_PROVIDED PASSAGE_

......

Why the Future of Customer Experience May Depend on Making People Feel Human Again

At a conference dominated by discussions surrounding artificial intelligence, automation, digital transformation, and customer experience innovation, one of the more unexpected moments at Contact Islands 2026 came from a presentation that began with what sounded suspiciously like profanity. 

“When was the last time you told yourself… faaaaaaah, I was wrong?” 

The question, delivered by Gideon V. Peña, Chief Commercial Officer of iCare, immediately changed the energy inside the room during the Idea Sparks session held during Contact Islands 2026 at Shangri-La Mactan in Cebu on May 28. What initially drew laughter quickly evolved into something more reflective as Peña challenged the audience to reconsider long-held assumptions about success itself, asking whether people had been “wrong about what success would feel like,” “wrong about believing that once you reach a certain level of success life would somehow become lighter,” or even “wrong about thinking pressure would eventually disappear.” As the room settled, he offered an uncomfortable observation: “Because if anything, success often increases the pressure.”

......

_RECORD EXTRACTS_
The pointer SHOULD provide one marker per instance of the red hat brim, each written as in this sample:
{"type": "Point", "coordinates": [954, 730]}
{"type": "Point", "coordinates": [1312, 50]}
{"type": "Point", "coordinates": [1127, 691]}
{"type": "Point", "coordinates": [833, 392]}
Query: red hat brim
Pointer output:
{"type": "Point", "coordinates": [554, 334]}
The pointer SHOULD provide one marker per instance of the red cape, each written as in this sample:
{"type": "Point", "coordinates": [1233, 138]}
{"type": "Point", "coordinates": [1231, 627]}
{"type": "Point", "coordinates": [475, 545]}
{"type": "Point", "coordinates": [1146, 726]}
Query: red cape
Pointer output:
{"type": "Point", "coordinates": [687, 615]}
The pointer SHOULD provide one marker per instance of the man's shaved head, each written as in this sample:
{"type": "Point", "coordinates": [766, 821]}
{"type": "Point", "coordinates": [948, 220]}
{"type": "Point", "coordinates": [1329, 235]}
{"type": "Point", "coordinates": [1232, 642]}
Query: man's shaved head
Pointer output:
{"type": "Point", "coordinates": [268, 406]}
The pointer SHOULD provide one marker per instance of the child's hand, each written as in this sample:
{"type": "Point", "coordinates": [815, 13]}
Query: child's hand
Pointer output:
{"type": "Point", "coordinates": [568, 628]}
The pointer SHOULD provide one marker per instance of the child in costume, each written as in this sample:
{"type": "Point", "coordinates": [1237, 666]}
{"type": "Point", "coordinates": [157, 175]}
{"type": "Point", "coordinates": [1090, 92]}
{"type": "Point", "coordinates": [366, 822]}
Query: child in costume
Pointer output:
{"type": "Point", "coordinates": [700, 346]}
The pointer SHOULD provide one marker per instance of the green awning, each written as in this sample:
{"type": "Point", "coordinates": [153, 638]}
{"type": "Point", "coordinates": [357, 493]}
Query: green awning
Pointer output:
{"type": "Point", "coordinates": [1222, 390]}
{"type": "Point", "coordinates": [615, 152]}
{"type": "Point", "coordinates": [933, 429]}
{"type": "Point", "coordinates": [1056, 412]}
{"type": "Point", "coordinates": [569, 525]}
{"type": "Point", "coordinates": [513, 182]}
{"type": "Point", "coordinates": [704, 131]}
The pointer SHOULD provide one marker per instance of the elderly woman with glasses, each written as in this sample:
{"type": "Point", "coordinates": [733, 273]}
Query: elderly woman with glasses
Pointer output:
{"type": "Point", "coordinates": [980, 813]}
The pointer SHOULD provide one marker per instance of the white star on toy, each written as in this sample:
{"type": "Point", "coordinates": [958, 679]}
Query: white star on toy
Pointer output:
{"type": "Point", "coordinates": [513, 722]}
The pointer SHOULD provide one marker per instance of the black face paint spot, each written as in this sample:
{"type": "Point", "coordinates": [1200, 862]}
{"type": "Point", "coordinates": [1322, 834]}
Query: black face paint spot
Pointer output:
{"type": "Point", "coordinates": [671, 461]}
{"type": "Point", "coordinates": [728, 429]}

......

_REQUIRED ACTION_
Continue the article about Gideon V. Peña's talk at Contact Islands 2026 from the point where it stops. The entries have nothing to do with the article about Contact Islands 2026.

_REPLY_
For organizations operating within the customer experience sector, this framing felt particularly relevant. Despite years of sustained growth, expanding revenues, and continued global demand, many organizations are simultaneously navigating rising healthcare costs, increasing competition for talent, retention challenges, workforce transformation, and rapidly evolving employee expectations. According to Peña, one of the most significant pressures confronting organizations today is not necessarily artificial intelligence or digital disruption, but something far more immediate. 

“And today… one of the heaviest pressures you are carrying… is medical inflation.” 

Peña described the challenge facing organizations as a constant balancing act. “On one hand, you want to give employees quality healthcare. On another, you need to manage cost. And somehow… you are expected to make it work.” In many ways, this tension reflects a broader challenge facing business leaders across industries who increasingly recognize that healthcare decisions influence not only employee wellbeing, but also organizational performance, workforce stability, and long-term sustainability. 

Rather than framing healthcare purely as an HR concern, the session argued that rising medical costs have increasingly become a broader business issue. Peña noted that healthcare inflation has become “3 to 4x higher than general inflation,” before arguing that medical inflation now affects virtually every major business priority, including “hiring, retention, productivity, and long-term planning.” The implication was clear: organizations that fail to address healthcare sustainability may ultimately struggle with broader business sustainability.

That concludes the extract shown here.